(Exercise brief) Identify each line in the records below that contains the word "positive", and copy it.

(Available data)
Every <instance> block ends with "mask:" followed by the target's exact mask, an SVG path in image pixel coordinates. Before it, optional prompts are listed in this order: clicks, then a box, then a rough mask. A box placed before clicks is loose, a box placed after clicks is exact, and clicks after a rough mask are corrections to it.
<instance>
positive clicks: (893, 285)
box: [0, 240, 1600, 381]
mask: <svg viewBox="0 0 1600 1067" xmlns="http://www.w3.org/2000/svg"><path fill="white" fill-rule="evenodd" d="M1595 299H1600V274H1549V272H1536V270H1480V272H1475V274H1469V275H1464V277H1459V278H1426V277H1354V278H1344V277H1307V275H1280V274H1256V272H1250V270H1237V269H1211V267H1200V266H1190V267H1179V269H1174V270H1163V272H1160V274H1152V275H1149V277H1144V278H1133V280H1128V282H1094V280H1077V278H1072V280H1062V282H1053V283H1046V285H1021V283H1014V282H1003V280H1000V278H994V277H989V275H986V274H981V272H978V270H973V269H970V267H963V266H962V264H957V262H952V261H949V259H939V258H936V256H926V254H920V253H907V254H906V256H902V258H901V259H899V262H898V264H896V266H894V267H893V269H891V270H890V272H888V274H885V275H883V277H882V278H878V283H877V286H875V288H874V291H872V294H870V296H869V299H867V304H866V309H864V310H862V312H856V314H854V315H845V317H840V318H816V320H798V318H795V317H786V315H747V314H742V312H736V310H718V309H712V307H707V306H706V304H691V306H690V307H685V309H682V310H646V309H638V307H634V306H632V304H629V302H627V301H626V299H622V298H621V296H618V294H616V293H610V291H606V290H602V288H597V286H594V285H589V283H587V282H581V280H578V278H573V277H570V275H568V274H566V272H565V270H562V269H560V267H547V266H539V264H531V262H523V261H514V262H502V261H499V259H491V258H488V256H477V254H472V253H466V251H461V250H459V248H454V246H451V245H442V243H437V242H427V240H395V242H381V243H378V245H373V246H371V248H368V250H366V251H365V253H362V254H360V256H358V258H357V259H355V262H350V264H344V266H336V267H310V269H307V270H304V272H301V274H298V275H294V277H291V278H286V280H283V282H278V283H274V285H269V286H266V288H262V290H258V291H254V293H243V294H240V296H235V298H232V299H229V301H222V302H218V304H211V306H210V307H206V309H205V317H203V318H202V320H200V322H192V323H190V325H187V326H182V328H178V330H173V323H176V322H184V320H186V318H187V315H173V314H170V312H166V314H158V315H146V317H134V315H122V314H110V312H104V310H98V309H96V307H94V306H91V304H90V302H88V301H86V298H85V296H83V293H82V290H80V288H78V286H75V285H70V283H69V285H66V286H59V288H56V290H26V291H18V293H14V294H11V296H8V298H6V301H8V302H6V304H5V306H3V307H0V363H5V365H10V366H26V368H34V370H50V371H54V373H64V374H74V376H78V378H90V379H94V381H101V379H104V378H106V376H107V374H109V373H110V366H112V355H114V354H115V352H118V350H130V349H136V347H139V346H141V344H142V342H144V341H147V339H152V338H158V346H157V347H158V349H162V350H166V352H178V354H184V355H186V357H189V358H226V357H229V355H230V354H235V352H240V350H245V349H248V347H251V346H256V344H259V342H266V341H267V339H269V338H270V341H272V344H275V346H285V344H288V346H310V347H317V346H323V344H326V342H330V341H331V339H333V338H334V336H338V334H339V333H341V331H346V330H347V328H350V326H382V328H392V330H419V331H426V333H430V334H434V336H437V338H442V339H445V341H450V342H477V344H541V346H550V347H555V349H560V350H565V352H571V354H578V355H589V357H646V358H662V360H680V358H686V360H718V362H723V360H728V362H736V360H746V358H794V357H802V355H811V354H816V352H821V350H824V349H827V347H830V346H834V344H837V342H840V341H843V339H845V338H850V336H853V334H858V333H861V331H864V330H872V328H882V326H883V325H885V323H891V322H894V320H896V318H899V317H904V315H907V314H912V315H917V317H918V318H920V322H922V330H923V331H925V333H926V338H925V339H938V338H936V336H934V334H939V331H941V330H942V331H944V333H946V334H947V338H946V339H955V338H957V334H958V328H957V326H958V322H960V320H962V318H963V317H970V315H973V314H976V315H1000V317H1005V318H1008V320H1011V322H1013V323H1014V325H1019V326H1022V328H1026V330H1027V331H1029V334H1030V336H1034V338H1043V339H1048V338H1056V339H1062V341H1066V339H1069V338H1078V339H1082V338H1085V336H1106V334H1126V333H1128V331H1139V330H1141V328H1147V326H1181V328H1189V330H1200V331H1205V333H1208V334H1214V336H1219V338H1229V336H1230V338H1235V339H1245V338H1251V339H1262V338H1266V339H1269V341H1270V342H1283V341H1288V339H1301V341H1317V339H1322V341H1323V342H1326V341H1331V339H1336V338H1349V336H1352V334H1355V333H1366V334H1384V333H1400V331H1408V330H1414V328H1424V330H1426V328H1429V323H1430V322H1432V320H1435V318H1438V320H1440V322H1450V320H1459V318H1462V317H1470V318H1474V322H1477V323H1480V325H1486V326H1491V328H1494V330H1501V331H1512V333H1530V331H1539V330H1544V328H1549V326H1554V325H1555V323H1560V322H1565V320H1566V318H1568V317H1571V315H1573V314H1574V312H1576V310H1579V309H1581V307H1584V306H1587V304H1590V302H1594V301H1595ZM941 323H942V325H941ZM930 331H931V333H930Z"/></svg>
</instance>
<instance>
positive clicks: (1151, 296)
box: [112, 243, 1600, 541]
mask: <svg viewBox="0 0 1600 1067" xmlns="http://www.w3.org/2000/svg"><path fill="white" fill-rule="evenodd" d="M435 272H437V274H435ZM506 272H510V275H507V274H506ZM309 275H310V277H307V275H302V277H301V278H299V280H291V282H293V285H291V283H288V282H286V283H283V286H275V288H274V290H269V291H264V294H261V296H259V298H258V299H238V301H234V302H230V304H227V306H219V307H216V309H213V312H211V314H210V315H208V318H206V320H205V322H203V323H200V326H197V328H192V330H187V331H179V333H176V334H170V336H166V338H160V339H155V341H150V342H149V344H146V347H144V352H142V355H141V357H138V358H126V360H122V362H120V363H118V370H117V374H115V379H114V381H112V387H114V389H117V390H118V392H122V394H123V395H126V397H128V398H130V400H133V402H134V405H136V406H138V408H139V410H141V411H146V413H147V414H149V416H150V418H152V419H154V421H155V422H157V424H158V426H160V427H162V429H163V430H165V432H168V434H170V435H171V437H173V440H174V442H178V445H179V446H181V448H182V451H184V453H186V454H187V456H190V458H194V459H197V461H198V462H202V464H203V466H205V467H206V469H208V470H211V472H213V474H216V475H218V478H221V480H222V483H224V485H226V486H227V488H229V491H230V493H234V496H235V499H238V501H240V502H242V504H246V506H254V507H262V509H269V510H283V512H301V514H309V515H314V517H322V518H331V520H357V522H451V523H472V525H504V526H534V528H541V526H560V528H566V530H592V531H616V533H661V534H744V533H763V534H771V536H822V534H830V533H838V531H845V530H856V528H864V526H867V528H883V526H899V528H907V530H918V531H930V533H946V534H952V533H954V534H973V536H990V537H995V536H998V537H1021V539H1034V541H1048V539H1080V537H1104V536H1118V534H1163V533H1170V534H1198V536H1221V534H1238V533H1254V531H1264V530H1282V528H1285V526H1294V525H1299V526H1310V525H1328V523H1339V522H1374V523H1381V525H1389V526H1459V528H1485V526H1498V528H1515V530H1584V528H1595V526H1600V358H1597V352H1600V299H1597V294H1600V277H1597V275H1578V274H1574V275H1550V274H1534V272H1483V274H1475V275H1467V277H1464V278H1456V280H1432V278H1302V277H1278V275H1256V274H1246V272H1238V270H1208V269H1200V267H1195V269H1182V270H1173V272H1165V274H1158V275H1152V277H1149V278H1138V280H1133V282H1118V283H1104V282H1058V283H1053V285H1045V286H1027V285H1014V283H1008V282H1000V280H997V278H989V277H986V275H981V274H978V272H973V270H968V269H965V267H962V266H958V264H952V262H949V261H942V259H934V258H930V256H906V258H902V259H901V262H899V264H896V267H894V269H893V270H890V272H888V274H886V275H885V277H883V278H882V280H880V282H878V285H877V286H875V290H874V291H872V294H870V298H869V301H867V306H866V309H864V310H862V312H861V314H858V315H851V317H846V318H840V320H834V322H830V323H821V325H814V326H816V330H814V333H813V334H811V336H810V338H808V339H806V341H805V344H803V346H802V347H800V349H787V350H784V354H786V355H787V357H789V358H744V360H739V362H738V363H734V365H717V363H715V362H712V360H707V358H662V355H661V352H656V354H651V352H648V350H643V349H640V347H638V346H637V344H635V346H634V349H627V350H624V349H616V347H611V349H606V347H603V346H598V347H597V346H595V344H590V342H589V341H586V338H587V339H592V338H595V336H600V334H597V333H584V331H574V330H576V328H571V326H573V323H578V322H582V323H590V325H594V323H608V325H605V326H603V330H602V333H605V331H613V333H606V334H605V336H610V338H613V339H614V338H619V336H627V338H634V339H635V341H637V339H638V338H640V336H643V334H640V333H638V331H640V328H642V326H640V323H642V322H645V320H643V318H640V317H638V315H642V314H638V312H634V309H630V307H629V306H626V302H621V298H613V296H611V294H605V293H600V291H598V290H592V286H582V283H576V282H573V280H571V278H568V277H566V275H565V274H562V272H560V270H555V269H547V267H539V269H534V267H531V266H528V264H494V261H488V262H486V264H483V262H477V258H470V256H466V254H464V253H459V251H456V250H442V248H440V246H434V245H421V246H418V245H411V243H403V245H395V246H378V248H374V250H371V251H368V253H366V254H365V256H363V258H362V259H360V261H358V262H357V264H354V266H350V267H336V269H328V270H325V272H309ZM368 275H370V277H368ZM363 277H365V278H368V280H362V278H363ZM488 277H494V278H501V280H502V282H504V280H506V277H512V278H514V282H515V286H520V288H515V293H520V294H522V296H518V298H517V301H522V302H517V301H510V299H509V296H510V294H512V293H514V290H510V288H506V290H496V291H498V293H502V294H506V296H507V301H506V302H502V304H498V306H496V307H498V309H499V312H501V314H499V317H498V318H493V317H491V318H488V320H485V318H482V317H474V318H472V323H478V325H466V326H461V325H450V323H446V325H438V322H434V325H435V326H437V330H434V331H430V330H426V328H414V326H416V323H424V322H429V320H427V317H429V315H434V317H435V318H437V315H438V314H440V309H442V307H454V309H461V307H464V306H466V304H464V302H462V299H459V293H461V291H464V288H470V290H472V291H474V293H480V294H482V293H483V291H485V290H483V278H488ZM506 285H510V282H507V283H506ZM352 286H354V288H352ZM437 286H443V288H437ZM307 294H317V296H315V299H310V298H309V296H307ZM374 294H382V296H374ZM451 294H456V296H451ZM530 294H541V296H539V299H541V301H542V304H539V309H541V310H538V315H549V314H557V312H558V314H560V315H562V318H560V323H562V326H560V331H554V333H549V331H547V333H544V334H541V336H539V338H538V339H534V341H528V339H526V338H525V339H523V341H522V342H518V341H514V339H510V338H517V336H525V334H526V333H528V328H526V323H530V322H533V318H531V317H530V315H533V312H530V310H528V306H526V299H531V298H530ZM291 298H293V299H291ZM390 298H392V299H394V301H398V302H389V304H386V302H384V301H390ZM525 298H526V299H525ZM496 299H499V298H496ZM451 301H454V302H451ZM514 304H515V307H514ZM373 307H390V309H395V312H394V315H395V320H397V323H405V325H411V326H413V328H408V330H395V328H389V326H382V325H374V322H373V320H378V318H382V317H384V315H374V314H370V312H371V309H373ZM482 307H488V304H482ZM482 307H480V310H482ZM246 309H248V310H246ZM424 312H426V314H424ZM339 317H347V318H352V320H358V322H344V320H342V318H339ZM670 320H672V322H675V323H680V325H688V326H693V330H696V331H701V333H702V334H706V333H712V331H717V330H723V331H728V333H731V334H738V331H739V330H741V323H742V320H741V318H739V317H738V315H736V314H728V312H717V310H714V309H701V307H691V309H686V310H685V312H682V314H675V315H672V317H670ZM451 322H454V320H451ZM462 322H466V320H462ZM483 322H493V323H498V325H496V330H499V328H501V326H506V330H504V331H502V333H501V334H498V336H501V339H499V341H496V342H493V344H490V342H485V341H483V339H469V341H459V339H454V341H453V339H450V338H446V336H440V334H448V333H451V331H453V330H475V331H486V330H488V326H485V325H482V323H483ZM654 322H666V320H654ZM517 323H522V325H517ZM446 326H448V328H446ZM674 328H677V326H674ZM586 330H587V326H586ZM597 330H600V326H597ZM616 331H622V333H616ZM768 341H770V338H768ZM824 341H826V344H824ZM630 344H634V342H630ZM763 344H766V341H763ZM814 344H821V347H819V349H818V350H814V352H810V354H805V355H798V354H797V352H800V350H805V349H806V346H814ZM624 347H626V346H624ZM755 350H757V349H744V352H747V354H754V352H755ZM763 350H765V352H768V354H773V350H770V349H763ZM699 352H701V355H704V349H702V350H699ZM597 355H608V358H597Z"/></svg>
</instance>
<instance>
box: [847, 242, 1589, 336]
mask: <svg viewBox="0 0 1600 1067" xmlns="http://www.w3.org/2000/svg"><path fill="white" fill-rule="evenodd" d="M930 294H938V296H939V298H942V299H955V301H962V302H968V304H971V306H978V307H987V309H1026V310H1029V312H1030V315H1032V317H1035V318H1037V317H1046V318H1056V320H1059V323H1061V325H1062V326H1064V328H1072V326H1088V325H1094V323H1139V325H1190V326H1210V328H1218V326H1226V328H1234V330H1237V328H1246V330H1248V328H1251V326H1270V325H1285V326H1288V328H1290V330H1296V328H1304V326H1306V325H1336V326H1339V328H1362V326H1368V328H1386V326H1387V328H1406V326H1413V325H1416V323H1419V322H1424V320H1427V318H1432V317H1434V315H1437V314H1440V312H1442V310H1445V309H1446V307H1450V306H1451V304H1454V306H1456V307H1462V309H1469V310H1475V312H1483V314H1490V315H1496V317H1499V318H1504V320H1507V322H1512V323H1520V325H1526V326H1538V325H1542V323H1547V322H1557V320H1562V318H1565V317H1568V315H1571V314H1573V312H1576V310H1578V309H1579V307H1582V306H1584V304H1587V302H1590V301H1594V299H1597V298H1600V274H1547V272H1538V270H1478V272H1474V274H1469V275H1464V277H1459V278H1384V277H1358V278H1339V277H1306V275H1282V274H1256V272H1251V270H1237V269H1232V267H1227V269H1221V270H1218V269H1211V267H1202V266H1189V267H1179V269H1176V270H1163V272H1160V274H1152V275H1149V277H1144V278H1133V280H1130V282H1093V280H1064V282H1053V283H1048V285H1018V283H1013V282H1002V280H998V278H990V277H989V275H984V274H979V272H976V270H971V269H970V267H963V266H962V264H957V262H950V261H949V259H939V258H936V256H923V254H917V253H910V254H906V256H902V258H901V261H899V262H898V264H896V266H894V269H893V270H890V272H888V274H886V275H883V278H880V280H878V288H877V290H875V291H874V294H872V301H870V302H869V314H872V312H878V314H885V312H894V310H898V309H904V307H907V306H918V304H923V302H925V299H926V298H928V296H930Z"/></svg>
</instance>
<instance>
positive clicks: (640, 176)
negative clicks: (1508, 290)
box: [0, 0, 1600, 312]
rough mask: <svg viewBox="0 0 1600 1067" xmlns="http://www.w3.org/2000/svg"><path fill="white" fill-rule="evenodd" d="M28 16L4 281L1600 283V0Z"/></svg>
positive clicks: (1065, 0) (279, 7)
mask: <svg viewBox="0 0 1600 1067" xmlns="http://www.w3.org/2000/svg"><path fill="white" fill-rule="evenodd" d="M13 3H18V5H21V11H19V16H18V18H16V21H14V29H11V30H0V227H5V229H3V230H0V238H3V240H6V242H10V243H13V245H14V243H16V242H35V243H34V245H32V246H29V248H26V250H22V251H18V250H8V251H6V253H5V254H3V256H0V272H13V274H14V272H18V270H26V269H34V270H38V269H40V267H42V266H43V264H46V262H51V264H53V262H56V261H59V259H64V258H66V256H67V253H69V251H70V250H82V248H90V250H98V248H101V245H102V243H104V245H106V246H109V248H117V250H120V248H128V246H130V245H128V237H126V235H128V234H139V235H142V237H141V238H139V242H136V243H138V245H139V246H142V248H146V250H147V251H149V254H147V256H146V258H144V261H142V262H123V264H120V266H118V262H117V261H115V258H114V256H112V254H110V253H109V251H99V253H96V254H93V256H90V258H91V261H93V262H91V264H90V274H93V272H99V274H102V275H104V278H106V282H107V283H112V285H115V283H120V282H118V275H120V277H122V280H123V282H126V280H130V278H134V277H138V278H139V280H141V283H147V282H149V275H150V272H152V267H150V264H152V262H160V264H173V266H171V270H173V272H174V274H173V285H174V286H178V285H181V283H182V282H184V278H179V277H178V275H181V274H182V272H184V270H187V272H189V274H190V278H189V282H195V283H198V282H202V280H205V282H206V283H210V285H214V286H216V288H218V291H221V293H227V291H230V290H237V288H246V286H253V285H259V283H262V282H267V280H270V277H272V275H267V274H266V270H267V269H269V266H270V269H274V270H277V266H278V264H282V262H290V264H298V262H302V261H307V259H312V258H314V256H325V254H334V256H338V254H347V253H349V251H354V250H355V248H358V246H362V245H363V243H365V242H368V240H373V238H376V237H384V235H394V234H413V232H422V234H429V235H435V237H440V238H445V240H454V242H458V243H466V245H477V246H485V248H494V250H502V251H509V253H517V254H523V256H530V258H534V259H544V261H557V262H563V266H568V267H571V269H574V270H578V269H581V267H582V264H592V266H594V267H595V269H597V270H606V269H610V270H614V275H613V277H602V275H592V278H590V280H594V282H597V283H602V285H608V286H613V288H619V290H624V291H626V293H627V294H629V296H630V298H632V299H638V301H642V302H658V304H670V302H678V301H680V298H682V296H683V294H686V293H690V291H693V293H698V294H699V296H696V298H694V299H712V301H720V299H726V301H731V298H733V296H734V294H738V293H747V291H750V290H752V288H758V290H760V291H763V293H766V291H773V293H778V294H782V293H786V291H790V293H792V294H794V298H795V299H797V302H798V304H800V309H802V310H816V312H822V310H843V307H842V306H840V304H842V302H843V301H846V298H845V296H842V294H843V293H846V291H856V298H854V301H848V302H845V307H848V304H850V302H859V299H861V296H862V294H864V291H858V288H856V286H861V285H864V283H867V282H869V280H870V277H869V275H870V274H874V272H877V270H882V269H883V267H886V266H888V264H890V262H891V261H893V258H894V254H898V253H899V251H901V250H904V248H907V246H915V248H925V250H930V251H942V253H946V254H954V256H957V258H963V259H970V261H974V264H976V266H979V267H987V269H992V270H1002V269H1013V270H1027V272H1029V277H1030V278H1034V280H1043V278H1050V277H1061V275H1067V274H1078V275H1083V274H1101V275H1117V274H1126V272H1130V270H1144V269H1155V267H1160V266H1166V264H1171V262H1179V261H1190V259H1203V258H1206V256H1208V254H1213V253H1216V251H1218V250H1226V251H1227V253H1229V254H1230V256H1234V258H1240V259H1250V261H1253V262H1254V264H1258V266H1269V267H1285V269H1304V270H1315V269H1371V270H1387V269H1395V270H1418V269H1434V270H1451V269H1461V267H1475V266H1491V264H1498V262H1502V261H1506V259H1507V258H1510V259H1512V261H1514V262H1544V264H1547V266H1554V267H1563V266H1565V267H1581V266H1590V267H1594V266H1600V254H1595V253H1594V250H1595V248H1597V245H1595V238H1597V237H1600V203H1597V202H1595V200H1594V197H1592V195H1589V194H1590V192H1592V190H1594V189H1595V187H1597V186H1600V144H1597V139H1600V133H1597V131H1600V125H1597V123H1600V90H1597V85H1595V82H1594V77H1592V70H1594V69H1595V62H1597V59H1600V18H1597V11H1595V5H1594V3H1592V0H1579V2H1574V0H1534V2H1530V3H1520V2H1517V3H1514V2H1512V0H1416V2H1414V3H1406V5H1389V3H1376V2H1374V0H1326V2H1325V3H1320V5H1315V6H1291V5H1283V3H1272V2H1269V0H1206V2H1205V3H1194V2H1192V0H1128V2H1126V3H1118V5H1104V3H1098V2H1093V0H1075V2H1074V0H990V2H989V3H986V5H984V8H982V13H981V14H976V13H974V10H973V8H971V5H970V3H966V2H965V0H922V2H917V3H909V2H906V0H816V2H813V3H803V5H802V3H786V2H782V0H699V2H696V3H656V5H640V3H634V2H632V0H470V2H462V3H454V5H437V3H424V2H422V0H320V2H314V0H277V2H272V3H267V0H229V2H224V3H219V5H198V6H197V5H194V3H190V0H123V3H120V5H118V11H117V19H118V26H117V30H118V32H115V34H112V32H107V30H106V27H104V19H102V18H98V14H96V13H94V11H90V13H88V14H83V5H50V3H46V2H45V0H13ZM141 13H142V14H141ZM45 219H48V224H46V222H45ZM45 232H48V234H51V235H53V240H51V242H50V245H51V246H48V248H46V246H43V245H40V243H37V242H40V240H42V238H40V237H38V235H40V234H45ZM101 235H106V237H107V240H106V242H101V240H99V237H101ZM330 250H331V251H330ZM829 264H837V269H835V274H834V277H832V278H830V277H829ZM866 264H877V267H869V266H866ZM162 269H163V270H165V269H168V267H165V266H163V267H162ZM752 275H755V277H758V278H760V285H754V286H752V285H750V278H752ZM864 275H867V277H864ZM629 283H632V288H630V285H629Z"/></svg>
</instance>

(Response)
positive clicks: (893, 285)
positive clicks: (1151, 296)
positive clicks: (640, 176)
positive clicks: (1065, 0) (279, 7)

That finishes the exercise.